[Coordinate annotation entries]
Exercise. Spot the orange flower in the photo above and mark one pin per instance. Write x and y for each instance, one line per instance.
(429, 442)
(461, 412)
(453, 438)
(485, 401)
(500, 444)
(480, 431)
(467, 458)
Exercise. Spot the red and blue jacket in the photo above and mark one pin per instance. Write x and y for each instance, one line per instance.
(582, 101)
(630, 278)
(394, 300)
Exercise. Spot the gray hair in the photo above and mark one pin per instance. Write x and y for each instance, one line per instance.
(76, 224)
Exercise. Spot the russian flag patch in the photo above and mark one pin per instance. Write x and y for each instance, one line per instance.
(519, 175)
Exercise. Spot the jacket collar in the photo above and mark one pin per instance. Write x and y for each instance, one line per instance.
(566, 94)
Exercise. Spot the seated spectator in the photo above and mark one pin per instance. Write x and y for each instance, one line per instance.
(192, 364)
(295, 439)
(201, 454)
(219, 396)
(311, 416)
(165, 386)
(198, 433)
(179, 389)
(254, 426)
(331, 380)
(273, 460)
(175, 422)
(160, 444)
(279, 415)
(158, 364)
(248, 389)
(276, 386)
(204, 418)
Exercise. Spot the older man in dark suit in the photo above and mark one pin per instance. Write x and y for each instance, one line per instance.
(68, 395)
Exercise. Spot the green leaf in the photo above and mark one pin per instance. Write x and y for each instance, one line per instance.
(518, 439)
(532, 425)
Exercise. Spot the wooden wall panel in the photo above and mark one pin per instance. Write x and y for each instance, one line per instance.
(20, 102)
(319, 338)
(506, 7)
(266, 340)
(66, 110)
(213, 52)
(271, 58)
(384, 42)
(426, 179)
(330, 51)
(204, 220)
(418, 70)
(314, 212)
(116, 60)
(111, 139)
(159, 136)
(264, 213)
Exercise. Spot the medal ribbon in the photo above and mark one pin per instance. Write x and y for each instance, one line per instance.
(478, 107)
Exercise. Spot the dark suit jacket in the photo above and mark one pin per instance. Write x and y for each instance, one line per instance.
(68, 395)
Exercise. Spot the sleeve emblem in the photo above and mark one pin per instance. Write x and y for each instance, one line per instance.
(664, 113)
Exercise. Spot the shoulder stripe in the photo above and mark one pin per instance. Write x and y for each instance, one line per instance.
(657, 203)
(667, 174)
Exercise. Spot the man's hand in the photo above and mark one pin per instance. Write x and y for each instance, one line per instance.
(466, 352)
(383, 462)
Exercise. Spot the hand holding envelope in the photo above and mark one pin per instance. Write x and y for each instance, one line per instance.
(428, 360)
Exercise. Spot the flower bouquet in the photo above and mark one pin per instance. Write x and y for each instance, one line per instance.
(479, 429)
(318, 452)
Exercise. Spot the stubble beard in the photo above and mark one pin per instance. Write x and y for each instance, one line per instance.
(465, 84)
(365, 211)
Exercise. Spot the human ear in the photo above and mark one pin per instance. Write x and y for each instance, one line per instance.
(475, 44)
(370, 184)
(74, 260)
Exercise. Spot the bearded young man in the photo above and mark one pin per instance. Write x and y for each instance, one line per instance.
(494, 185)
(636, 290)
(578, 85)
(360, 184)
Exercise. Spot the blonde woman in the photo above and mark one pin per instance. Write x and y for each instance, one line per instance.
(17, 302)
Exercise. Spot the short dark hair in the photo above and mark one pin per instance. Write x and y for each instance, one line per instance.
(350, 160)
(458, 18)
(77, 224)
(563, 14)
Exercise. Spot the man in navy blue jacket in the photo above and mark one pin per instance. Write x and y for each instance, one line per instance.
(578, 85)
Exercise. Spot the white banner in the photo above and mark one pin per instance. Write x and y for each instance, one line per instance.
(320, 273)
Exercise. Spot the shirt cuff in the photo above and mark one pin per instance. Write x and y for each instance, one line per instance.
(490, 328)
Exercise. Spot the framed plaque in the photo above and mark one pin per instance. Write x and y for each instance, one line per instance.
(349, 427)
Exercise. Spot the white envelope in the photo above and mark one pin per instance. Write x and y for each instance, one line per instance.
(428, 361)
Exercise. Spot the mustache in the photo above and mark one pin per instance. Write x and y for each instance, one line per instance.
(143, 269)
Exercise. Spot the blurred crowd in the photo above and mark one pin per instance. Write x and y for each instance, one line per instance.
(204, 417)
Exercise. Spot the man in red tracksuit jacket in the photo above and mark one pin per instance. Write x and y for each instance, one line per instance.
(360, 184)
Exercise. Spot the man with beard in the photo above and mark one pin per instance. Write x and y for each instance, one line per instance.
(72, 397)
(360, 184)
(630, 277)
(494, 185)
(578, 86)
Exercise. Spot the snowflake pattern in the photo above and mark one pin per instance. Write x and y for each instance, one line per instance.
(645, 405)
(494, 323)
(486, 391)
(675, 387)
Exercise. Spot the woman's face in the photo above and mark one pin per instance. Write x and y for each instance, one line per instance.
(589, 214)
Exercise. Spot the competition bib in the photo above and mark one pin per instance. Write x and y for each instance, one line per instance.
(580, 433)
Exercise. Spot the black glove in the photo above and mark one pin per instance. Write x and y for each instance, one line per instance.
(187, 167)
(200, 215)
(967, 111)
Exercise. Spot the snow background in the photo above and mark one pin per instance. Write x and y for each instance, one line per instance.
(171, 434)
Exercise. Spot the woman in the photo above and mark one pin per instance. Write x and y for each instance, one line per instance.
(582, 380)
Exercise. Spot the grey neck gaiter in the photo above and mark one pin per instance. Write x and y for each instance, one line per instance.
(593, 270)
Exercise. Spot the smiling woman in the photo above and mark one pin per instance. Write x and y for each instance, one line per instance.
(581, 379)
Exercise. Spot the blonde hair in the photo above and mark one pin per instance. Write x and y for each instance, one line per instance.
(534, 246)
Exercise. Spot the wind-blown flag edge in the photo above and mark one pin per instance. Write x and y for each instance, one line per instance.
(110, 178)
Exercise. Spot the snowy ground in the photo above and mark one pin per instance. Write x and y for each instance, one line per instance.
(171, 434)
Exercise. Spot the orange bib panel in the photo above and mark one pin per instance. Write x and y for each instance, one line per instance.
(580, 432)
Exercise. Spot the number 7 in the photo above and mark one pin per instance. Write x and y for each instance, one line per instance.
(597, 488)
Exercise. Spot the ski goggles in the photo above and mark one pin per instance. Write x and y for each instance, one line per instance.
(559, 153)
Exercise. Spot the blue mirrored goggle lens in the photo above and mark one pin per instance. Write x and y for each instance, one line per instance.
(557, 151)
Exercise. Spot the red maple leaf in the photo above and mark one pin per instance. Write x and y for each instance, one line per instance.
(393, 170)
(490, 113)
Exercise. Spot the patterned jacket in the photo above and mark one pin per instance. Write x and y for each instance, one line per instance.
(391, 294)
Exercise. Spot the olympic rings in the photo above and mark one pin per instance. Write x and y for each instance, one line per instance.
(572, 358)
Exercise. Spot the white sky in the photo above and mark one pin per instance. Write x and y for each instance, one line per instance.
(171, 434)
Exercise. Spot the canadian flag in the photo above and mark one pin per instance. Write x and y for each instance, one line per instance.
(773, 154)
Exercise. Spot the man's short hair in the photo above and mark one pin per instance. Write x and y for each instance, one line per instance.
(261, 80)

- **Prompt**:
Return the lines above exactly, keeping every word.

- **Full solution**:
Exercise. Spot the orange flower in the photo above and mark one pin per instance. Write x and y for each instance, one line per instance.
(429, 442)
(461, 412)
(453, 438)
(485, 401)
(500, 444)
(480, 431)
(467, 458)
Exercise. Spot the red and blue jacket in the photo above and mark one pin per instance. Write x and y for each instance, one line per instance.
(582, 101)
(630, 278)
(394, 300)
Exercise. Spot the gray hair in the photo above and mark one pin per instance. Write x and y for each instance, one line per instance.
(76, 224)
Exercise. Spot the russian flag patch in the photo above and mark one pin per instance. Write x and y for each instance, one line per instance.
(519, 175)
Exercise. Spot the jacket collar in the photo above and mark one pin per instance. Write x and y for each instance, one line per instance.
(566, 94)
Exercise. Spot the seated spectator in the photo above and mark one pin per instance. Write x and y for each instance, one line per instance.
(192, 364)
(295, 439)
(201, 454)
(219, 396)
(311, 416)
(165, 386)
(198, 433)
(179, 389)
(254, 426)
(331, 380)
(273, 460)
(175, 422)
(160, 444)
(279, 415)
(158, 364)
(248, 389)
(276, 386)
(204, 418)
Exercise. Spot the older man in dark suit in the photo above and mark one pin per instance. Write x and y for each instance, one line per instance.
(68, 395)
Exercise. Spot the green leaf in the photo above and mark one pin per instance. Write x and y for each instance, one line per instance.
(518, 439)
(532, 425)
Exercise. Spot the wooden wall panel in the photo above and mark one pin per instance. Write x and y for each instance, one line per instance.
(20, 102)
(319, 338)
(506, 7)
(266, 340)
(66, 110)
(213, 52)
(271, 58)
(384, 42)
(426, 179)
(330, 51)
(204, 220)
(418, 70)
(314, 212)
(116, 60)
(111, 139)
(159, 136)
(264, 213)
Exercise. Spot the medal ribbon in the photo above and mark one pin per instance. Write x and y for each instance, one line per instance.
(478, 107)
Exercise. Spot the dark suit jacket in the photo above and mark one pin per instance. Write x and y for each instance, one line per instance.
(68, 395)
Exercise. Spot the sleeve emblem in the photo above and mark one pin per instance. Write x and y for each instance, one line per instance.
(664, 113)
Exercise. Spot the shoulder stripe in the photo above and mark one pin per instance. Write x and y for each instance, one line per instance.
(657, 203)
(667, 174)
Exercise. Spot the man's hand in the photo above and mark one pin per instance. Write x and y for each instance, one line per instance.
(466, 352)
(383, 462)
Exercise. Spot the hand holding envelope in the photo above and mark one pin per instance. Write x and y for each instance, one line per instance.
(428, 360)
Exercise. Spot the flower bouquet in the photo above and mark one pin per instance. Write x and y for each instance, one line per instance.
(479, 429)
(318, 452)
Exercise. Spot the stubble beard in the photo above and mark one pin per instance. Write x and y for each instance, one line per instance.
(465, 84)
(365, 211)
Exercise. Spot the human ear in the photo above and mark one pin per instance. Write x and y for each instance, one line per instance.
(475, 44)
(370, 184)
(74, 260)
Exercise. Spot the bearded young man in the photo above and mark one pin per instance. Write x and y for each instance, one line per instance.
(494, 185)
(636, 290)
(578, 85)
(360, 184)
Exercise. Spot the blonde woman in the photo above and mark one pin per instance. Write x and y for each instance, one line per instance.
(17, 302)
Exercise. Spot the short dark hair in the photo above and mark one pin per instance. Write x and y for each instance, one line per instance.
(350, 160)
(458, 18)
(77, 224)
(563, 14)
Exercise. Spot the man in navy blue jacket in the photo above and mark one pin per instance. Write x and y for each instance, one line per instance.
(578, 85)
Exercise. Spot the white banner in the photo above and mark one pin per instance. Write x and y for each instance, one line per instance.
(320, 273)
Exercise. Spot the shirt cuff in the photo above and mark one pin per instance. Write x and y for each instance, one line per instance.
(490, 328)
Exercise. Spot the framed plaque in the photo above and mark one pin per instance. Write x and y for each instance, one line per instance.
(349, 427)
Exercise. Spot the white envelope in the photo above and mark one pin per instance. Write x and y for each instance, one line per instance.
(428, 361)
Exercise. Spot the mustache in the photo above and mark one pin per instance. Write x and y for each instance, one line per instance.
(143, 269)
Exercise. Spot the blurred crowd in the photo above and mark one pin per instance. Write x and y for each instance, one line per instance.
(204, 417)
Exercise. Spot the man in red tracksuit jacket in the photo above and mark one pin per instance. Write x and y for each instance, one line per instance.
(360, 184)
Exercise. Spot the man with beard in the photo above and mark one pin per instance. Write x and y for each instance, one line per instance.
(72, 397)
(360, 184)
(630, 277)
(494, 185)
(578, 86)
Exercise. Spot the snowflake pattern in the photo above and mark one pin per instance. Write x and y for each instance, one line per instance.
(645, 405)
(494, 323)
(486, 391)
(675, 387)
Exercise. Spot the woman's face in the photo above and mark one pin per instance. Write x and y for each instance, one line per instance.
(589, 214)
Exercise. Spot the competition bib in the photo above and mark one pin per instance. Write x and y for each instance, one line per instance.
(580, 433)
Exercise. Spot the black glove in the photo above and mark one pin per instance. Write x and y for each instance, one line per instance.
(187, 167)
(200, 215)
(967, 111)
Exercise. Spot the snow background in the photo above and mark one pin per instance. Write x and y for each instance, one line per instance.
(171, 434)
Exercise. Spot the woman in the photo above and mark one pin per instance. Write x and y for each instance, one line per instance.
(582, 380)
Exercise. Spot the grey neck gaiter in the photo above and mark one pin per instance. Write x and y for each instance, one line per instance.
(593, 270)
Exercise. Spot the smiling woman in the photo above and mark one pin per instance. Write x and y for each instance, one line per instance.
(581, 379)
Exercise. Spot the blonde hair in the photo above and mark one pin per instance. Write x and y for each instance, one line per instance.
(534, 246)
Exercise. Spot the wind-blown flag edge in the photo above and mark one pin per instance. Write x and y for each instance, one line per instance.
(110, 178)
Exercise. Spot the snowy ground in the photo above and mark one pin per instance. Write x and y for each instance, one line per instance.
(171, 434)
Exercise. Spot the orange bib panel in the photo above and mark one pin per instance. Write x and y for each instance, one line per instance.
(580, 432)
Exercise. Spot the number 7 in the photo above and mark one pin per instance. Write x and y for each instance, one line per instance.
(597, 488)
Exercise. Spot the ski goggles in the photo above and mark one pin per instance. Write x and y for each instance, one line per instance.
(559, 153)
Exercise. Spot the blue mirrored goggle lens in the photo above and mark one pin per instance. Write x and y for each instance, one line per instance.
(557, 151)
Exercise. Spot the red maple leaf in the photo above and mark one pin per instance. Write x and y for each instance, one line per instance.
(393, 170)
(490, 113)
Exercise. Spot the patterned jacket in the photo above and mark one pin per instance. Write x and y for each instance, one line per instance.
(391, 294)
Exercise. Spot the olympic rings in the photo above and mark one pin per instance. Write x and y for each instance, one line per instance.
(572, 358)
Exercise. Spot the white sky in the photo above and mark one pin per instance. Write x and y for each instance, one line per instance.
(171, 434)
Exercise. Spot the canadian flag in the photo above and mark one pin per instance. Write x and y for each instance, one line per instance.
(773, 154)
Exercise. Spot the man's short hair in the photo above and mark one pin per instance. Write x and y for each instance, one line per instance.
(261, 80)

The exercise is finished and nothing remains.